■ Excerpted text ■
While people are still eating, most generally eat a bigger meal at restaurants than they do at home, Katie Burgess, director of risk management for Blimling and Associates, said during the latest Dairy Business Association’s “Dairy Stream” podcast.
Prices for milk, cheese and butter are at their lowest levels since 2009, she said.
“That being said, we have seen a number of restaurants pivot successfully to delivery and takeout,” she said.
Deliveries and takeout were already at 75% of pizza sales and 60% to 70% of fast food sales. They’ve doubled for some casual dining chains to 30% to 40% and increased 20% or more for some steak chains, she said.
Those sales are likely to increase over the next few months as people get tired of cooking at home, and people will be ready to get back out to restaurants once it’s finally safe, she said.
Before COVID-19 hit, consumer expenditures at grocery stores and foodservice were on equal footing. March data show grocery store sales increased 25% while foodservice sales fell 25%, she said.
“Once we start to feel more comfortable, by the end of this year, I think we’ll see those numbers begin to converge again,” she said.
Once people are free to leave their houses they are going to want to travel, go out to eat and get together with friends, she said.
“The long-term trend is that foodservice sales have been growing, outpacing grocery store sales. And so I think that we’ll get back to that historical growth in foodservice,” she said.
As for dairy exports, she thinks it’ll be touch-and-go until there’s a vaccine against the virus.
Sales to Asia have been a little better, but she’s keeping her eye on Mexico — the largest market for U.S. dairy. Exports there seem to have slowed, the peso is relatively weak compared to the U.S. dollar and commerce has generally slowed, she said.
But she sees COVID-19’s disruption of export markets as a hiccup and not necessarily a reversal in long-term trends, she said.
Before the pandemic, the U.S. was making big strides in selling more dairy products into Asia, there was lots of optimism about China and opportunity to sell more in Mexico, she said.
“Once we get through this, I think there’s still going to be a great demand there for dairy products. U.S. dairy producers are well positioned to help serve a growing global market. And because of that I believe that we will see exports rebound once we make it to the other side,” she said.
As things stand today, U.S. cheese prices are some of the lowest in the world. While that’s not great news for milk checks in the months ahead, it hopefully means the U.S. will be able to move some of the domestic surplus offshore, she said.

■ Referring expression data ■
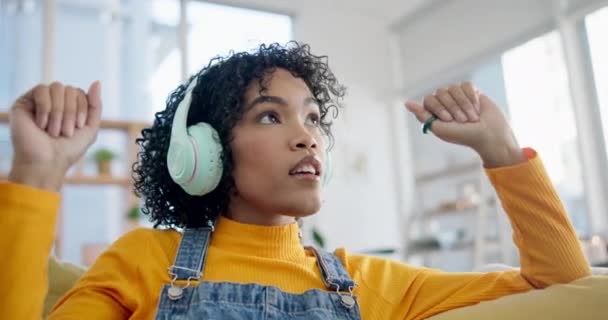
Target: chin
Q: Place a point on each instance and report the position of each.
(304, 207)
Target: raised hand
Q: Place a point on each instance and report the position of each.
(468, 117)
(51, 128)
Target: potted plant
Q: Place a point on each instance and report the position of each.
(132, 218)
(134, 213)
(103, 157)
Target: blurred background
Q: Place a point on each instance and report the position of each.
(395, 192)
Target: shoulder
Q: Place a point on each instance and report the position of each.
(385, 277)
(142, 245)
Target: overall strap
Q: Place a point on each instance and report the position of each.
(333, 272)
(191, 255)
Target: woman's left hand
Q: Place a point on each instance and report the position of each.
(468, 117)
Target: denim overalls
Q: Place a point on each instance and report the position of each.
(226, 300)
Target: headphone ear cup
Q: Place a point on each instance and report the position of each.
(180, 160)
(327, 168)
(208, 166)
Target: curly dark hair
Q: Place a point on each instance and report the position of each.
(218, 99)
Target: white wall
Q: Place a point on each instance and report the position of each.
(460, 34)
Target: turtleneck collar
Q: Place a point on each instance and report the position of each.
(282, 242)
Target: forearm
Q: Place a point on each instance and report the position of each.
(549, 249)
(27, 220)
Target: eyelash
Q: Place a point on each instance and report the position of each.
(313, 116)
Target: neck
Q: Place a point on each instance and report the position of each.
(244, 213)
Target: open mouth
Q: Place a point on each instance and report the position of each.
(309, 168)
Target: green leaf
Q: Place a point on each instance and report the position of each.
(317, 237)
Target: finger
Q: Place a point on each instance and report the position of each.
(94, 103)
(56, 115)
(419, 111)
(470, 91)
(433, 105)
(465, 105)
(69, 111)
(81, 108)
(42, 105)
(448, 102)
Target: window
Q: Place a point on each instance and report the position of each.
(596, 25)
(212, 30)
(216, 29)
(542, 116)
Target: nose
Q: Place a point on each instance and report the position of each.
(303, 139)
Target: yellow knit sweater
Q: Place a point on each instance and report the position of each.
(126, 280)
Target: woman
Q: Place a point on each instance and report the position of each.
(260, 126)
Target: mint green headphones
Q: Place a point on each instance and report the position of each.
(194, 157)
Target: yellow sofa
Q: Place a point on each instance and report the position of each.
(584, 299)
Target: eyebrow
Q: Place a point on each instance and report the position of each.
(277, 100)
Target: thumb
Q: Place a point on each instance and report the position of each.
(485, 102)
(419, 111)
(94, 100)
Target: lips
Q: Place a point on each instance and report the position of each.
(309, 165)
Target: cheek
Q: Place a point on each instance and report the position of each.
(256, 165)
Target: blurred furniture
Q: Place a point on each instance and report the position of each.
(581, 299)
(458, 224)
(78, 177)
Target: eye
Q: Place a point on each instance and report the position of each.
(314, 120)
(269, 118)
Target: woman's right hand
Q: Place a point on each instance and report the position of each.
(51, 127)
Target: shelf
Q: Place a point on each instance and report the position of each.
(456, 211)
(461, 247)
(91, 180)
(448, 172)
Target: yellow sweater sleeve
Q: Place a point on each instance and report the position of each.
(26, 237)
(549, 250)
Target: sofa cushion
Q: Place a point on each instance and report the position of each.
(585, 298)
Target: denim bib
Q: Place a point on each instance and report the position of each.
(235, 301)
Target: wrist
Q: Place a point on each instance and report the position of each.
(45, 178)
(502, 156)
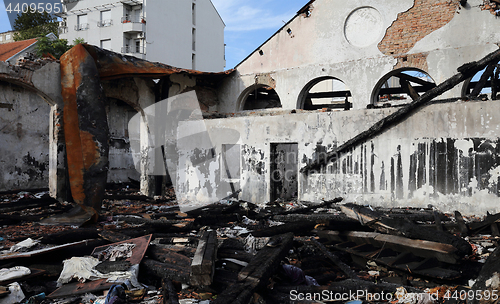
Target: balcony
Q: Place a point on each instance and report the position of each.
(105, 23)
(82, 27)
(133, 50)
(133, 25)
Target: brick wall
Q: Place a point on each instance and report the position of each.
(411, 26)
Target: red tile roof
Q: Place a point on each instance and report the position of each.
(10, 49)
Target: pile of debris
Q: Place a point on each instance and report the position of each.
(146, 250)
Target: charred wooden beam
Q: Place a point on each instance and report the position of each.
(442, 252)
(267, 260)
(168, 256)
(415, 80)
(203, 264)
(169, 292)
(408, 89)
(483, 80)
(465, 71)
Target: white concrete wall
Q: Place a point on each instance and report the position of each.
(445, 155)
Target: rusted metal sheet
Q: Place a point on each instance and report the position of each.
(112, 65)
(85, 129)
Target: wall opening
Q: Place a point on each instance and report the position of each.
(284, 171)
(325, 92)
(259, 96)
(401, 87)
(485, 84)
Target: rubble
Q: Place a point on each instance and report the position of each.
(236, 252)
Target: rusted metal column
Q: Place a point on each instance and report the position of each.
(85, 129)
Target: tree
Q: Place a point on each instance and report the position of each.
(34, 24)
(56, 48)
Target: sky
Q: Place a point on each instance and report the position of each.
(248, 23)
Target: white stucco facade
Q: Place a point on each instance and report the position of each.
(184, 34)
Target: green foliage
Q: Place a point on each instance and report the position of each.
(34, 24)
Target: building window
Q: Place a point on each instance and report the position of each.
(194, 39)
(105, 19)
(231, 161)
(82, 23)
(106, 44)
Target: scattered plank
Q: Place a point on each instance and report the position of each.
(169, 293)
(461, 223)
(166, 271)
(332, 257)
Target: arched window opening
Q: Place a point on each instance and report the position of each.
(401, 87)
(485, 84)
(325, 92)
(260, 97)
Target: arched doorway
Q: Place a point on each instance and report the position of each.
(325, 92)
(257, 97)
(401, 87)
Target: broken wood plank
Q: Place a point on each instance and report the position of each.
(461, 223)
(465, 71)
(168, 256)
(67, 236)
(442, 252)
(490, 219)
(203, 264)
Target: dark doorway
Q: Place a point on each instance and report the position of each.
(284, 164)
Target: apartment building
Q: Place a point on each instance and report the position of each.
(186, 34)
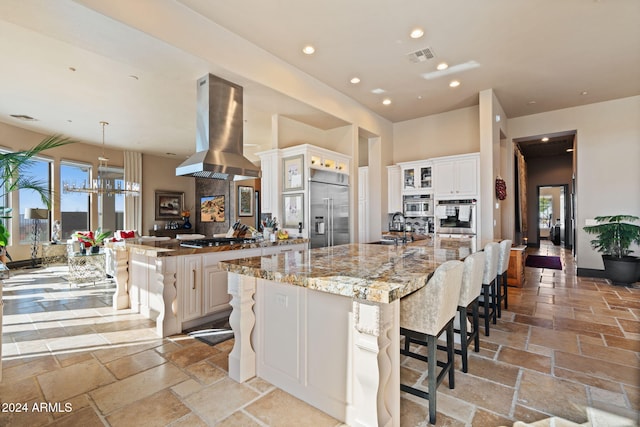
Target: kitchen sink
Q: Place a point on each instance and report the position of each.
(383, 242)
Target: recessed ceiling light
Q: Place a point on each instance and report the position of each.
(469, 65)
(23, 117)
(416, 33)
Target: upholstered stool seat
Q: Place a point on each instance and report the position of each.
(488, 299)
(424, 315)
(468, 301)
(501, 280)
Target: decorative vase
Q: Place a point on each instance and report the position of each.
(267, 232)
(186, 224)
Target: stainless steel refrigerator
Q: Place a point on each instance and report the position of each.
(329, 208)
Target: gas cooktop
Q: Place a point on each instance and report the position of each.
(215, 241)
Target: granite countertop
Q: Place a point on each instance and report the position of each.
(171, 247)
(371, 272)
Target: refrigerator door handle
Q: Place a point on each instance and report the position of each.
(329, 231)
(331, 222)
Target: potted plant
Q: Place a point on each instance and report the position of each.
(13, 167)
(91, 239)
(614, 236)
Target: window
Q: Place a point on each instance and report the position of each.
(111, 208)
(38, 170)
(74, 207)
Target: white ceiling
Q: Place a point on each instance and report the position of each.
(543, 51)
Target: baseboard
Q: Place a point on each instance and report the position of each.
(591, 272)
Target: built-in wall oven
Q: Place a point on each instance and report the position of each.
(418, 205)
(456, 216)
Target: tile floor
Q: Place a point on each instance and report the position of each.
(565, 344)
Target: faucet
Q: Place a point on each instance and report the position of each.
(404, 225)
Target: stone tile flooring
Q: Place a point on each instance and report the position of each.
(565, 344)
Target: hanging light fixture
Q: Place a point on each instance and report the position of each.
(103, 185)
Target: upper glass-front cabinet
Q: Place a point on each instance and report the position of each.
(416, 177)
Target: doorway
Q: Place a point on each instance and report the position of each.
(553, 214)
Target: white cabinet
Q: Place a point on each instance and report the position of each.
(394, 189)
(191, 287)
(328, 160)
(456, 176)
(416, 177)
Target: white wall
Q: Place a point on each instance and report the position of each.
(608, 161)
(491, 166)
(453, 132)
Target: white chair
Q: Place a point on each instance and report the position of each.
(469, 296)
(424, 315)
(488, 299)
(501, 283)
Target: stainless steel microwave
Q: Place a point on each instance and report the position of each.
(456, 216)
(418, 205)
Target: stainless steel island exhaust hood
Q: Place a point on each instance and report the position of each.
(219, 122)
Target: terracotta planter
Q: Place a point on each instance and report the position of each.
(621, 271)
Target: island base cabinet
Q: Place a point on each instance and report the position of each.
(338, 355)
(191, 287)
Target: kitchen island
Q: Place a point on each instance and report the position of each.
(323, 324)
(179, 287)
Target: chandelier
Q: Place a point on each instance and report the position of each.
(103, 185)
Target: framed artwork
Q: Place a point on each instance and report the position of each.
(245, 201)
(293, 210)
(293, 169)
(212, 209)
(169, 205)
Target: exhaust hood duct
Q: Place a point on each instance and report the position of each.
(219, 123)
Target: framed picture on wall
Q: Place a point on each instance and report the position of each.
(212, 209)
(169, 205)
(245, 201)
(293, 169)
(293, 210)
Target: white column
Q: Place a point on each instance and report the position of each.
(121, 296)
(242, 359)
(165, 295)
(375, 379)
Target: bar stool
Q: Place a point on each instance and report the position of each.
(424, 315)
(469, 296)
(501, 283)
(488, 299)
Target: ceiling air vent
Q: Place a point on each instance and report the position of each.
(421, 55)
(23, 117)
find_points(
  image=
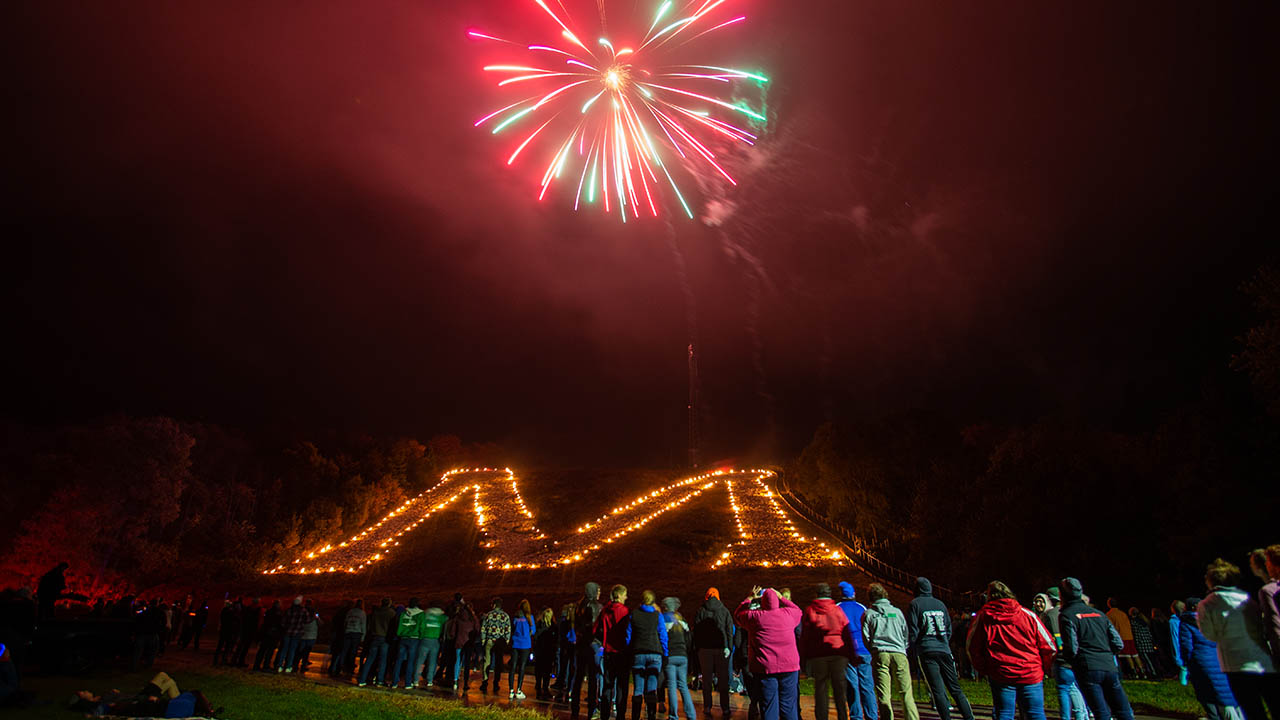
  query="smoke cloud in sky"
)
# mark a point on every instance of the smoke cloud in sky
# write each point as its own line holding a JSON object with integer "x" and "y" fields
{"x": 266, "y": 215}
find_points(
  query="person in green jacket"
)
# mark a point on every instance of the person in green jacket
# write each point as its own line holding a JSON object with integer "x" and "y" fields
{"x": 408, "y": 632}
{"x": 429, "y": 650}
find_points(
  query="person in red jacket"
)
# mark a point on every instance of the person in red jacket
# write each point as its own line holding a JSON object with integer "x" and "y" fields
{"x": 1010, "y": 646}
{"x": 611, "y": 629}
{"x": 826, "y": 646}
{"x": 772, "y": 654}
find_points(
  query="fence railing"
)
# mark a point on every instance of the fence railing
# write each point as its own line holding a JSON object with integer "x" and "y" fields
{"x": 863, "y": 559}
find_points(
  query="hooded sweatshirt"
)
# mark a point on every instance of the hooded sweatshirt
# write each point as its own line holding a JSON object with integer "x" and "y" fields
{"x": 611, "y": 627}
{"x": 824, "y": 630}
{"x": 1230, "y": 618}
{"x": 854, "y": 611}
{"x": 380, "y": 620}
{"x": 410, "y": 623}
{"x": 433, "y": 623}
{"x": 772, "y": 632}
{"x": 713, "y": 625}
{"x": 1089, "y": 641}
{"x": 647, "y": 632}
{"x": 1009, "y": 643}
{"x": 928, "y": 624}
{"x": 586, "y": 613}
{"x": 356, "y": 620}
{"x": 885, "y": 628}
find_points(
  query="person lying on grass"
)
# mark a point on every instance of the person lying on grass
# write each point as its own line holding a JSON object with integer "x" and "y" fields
{"x": 158, "y": 698}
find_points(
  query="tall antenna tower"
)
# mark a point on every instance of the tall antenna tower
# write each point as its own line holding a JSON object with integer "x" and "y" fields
{"x": 693, "y": 409}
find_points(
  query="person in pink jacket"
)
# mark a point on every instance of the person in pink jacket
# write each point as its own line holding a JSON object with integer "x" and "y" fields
{"x": 772, "y": 654}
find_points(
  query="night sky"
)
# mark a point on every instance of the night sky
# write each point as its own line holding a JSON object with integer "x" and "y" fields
{"x": 278, "y": 214}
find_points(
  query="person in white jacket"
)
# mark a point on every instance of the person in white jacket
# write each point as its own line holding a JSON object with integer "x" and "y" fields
{"x": 1230, "y": 618}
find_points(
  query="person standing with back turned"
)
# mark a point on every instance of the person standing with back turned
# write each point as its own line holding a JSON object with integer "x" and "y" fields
{"x": 1089, "y": 645}
{"x": 928, "y": 636}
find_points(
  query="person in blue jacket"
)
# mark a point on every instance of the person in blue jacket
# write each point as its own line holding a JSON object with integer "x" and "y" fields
{"x": 647, "y": 641}
{"x": 862, "y": 682}
{"x": 1200, "y": 657}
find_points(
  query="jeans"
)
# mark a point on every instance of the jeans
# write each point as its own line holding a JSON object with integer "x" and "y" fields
{"x": 350, "y": 648}
{"x": 519, "y": 661}
{"x": 1069, "y": 698}
{"x": 492, "y": 664}
{"x": 304, "y": 656}
{"x": 677, "y": 683}
{"x": 1105, "y": 695}
{"x": 613, "y": 693}
{"x": 1252, "y": 688}
{"x": 284, "y": 659}
{"x": 586, "y": 666}
{"x": 376, "y": 652}
{"x": 1008, "y": 697}
{"x": 778, "y": 696}
{"x": 940, "y": 671}
{"x": 828, "y": 671}
{"x": 891, "y": 666}
{"x": 462, "y": 661}
{"x": 714, "y": 665}
{"x": 406, "y": 657}
{"x": 565, "y": 671}
{"x": 428, "y": 655}
{"x": 862, "y": 689}
{"x": 645, "y": 668}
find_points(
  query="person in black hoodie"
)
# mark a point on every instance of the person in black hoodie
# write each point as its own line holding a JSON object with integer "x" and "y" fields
{"x": 586, "y": 650}
{"x": 1089, "y": 645}
{"x": 928, "y": 638}
{"x": 250, "y": 616}
{"x": 269, "y": 639}
{"x": 713, "y": 637}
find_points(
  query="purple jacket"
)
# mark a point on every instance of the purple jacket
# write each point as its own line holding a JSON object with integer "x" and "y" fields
{"x": 772, "y": 633}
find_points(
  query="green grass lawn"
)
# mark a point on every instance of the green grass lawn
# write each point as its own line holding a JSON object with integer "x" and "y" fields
{"x": 1148, "y": 697}
{"x": 246, "y": 696}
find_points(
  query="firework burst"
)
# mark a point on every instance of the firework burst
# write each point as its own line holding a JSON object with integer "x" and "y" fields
{"x": 620, "y": 114}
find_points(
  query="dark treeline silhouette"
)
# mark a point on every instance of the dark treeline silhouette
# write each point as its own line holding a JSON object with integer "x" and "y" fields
{"x": 135, "y": 501}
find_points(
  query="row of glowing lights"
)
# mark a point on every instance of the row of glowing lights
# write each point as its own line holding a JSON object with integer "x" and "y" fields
{"x": 630, "y": 528}
{"x": 391, "y": 538}
{"x": 493, "y": 563}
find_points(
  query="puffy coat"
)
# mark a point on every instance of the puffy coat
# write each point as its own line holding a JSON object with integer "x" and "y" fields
{"x": 713, "y": 627}
{"x": 611, "y": 627}
{"x": 1200, "y": 655}
{"x": 853, "y": 610}
{"x": 1009, "y": 643}
{"x": 1230, "y": 618}
{"x": 824, "y": 630}
{"x": 885, "y": 627}
{"x": 772, "y": 633}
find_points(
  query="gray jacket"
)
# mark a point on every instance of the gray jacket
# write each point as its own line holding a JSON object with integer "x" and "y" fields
{"x": 885, "y": 628}
{"x": 356, "y": 620}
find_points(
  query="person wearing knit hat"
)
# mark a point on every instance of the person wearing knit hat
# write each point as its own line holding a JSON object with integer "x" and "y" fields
{"x": 1070, "y": 701}
{"x": 1089, "y": 646}
{"x": 713, "y": 637}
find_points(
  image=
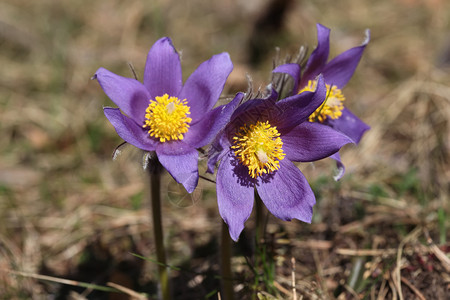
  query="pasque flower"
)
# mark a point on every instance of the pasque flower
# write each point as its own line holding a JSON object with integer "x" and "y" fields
{"x": 257, "y": 149}
{"x": 165, "y": 116}
{"x": 336, "y": 73}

■ Work instructions ■
Could you repeat word for word the part of the dairy market article between "Deliveries and takeout" and "safe, she said.", inclusive? The records stand apart from the dairy market article and have no connection to it.

■ Final answer ■
Deliveries and takeout were already at 75% of pizza sales and 60% to 70% of fast food sales. They’ve doubled for some casual dining chains to 30% to 40% and increased 20% or more for some steak chains, she said.
Those sales are likely to increase over the next few months as people get tired of cooking at home, and people will be ready to get back out to restaurants once it’s finally safe, she said.